Re: Actuall row count of Parallel Seq Scan in EXPLAIN ANALYZE .

From: Robert Haas <robertmhaas(at)gmail(dot)com>
To: Satoshi Nagayasu <snaga(at)uptime(dot)jp>
Cc: Amit Kapila <amit(dot)kapila16(at)gmail(dot)com>, Masahiko Sawada <sawada(dot)mshk(at)gmail(dot)com>, PostgreSQL-development <pgsql-hackers(at)postgresql(dot)org>
Subject: Re: Actuall row count of Parallel Seq Scan in EXPLAIN ANALYZE .
Date: 2016-07-01 13:52:56
Message-ID: CA+TgmobRf_GrdYoq-2R=e6RjBOfODuP0pVGaTL5tS7pyvMa-xg@mail.gmail.com
Views: Raw Message | Whole Thread | Download mbox | Resend email
Thread:
Lists: pgsql-hackers

On Mon, Jun 20, 2016 at 3:06 AM, Satoshi Nagayasu <snaga(at)uptime(dot)jp> wrote:
> IMHO, "actual rows" of "Parallel Seq Scan" should not be divided by the loops,
> because the total rows processed here is 10000000, not 3333333 * 3.

**EXERCISE REQUIREMENTS**
Which recipients do the To and Cc lines of the mailing-list post above list?

**INFORMATION PROVIDED**
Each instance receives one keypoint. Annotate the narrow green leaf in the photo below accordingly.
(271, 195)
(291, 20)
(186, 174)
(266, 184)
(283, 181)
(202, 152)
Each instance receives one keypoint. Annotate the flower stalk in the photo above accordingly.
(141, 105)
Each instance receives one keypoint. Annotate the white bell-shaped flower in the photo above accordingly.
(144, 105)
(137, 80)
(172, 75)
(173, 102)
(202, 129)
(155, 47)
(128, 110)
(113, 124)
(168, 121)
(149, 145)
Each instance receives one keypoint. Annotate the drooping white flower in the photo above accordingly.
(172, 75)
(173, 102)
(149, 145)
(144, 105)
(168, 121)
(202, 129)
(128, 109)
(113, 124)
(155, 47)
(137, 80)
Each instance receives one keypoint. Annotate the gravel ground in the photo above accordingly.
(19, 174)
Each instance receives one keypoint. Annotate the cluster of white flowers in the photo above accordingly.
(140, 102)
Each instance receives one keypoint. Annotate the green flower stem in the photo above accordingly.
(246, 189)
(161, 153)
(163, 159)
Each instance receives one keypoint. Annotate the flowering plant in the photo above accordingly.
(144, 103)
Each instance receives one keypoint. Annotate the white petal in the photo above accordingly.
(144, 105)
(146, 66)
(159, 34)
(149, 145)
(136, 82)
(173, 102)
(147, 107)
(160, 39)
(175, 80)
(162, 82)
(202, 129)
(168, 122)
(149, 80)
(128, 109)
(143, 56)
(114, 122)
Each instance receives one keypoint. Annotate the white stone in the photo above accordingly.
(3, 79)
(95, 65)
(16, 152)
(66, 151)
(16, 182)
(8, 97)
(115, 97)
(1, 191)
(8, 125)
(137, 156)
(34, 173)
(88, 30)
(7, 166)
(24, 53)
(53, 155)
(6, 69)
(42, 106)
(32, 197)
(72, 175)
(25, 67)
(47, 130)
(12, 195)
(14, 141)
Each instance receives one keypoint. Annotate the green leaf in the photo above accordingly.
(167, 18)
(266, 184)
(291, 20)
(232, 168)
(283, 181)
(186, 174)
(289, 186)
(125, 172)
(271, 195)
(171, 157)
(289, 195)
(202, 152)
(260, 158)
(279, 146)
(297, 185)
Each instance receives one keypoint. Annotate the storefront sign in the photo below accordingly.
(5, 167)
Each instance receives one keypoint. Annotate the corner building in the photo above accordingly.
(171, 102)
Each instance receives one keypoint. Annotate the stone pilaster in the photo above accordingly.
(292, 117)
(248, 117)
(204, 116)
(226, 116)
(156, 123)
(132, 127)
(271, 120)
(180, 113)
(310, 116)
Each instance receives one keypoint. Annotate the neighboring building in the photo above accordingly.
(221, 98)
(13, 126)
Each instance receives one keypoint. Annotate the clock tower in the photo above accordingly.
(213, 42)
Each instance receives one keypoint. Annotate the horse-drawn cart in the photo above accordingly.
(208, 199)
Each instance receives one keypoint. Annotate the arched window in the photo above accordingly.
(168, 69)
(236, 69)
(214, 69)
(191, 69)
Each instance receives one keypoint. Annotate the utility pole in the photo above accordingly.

**TASK ANSWER**
Satoshi Nagayasu (To); Amit Kapila, Masahiko Sawada, and PostgreSQL-development (Cc).